Saved data entries:
»»
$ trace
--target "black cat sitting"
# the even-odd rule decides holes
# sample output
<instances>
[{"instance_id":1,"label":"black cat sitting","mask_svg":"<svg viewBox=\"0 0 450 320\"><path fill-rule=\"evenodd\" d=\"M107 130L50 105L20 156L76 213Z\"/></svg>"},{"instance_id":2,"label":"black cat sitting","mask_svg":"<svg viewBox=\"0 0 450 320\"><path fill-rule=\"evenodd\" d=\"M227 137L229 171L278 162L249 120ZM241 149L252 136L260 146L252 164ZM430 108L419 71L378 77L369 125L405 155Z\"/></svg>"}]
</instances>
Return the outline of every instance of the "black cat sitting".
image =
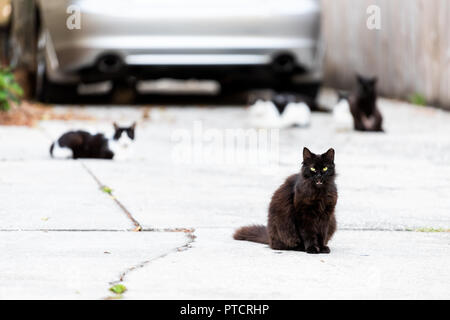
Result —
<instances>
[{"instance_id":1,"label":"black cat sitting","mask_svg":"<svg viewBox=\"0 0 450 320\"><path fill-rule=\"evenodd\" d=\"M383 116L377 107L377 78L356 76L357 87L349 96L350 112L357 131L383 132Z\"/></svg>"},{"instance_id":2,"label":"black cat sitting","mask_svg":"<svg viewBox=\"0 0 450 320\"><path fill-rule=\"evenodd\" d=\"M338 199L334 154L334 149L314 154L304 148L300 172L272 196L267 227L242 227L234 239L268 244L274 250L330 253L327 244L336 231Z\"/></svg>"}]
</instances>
««
»»
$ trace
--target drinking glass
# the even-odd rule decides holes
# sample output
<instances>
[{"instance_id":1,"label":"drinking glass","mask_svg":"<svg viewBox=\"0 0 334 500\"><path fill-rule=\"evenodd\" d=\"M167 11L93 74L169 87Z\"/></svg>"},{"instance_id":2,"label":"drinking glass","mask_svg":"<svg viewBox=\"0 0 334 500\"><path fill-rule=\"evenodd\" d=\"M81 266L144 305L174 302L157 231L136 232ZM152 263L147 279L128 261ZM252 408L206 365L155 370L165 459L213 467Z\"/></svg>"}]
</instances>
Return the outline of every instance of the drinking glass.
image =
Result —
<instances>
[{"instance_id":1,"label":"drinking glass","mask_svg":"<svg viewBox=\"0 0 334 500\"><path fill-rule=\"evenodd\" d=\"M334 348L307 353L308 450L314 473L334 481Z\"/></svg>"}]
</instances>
««
→ WORK INSTRUCTION:
Go through the data above and tally every line that includes "outline". State only the total.

→ SOLUTION TO THE PROBLEM:
2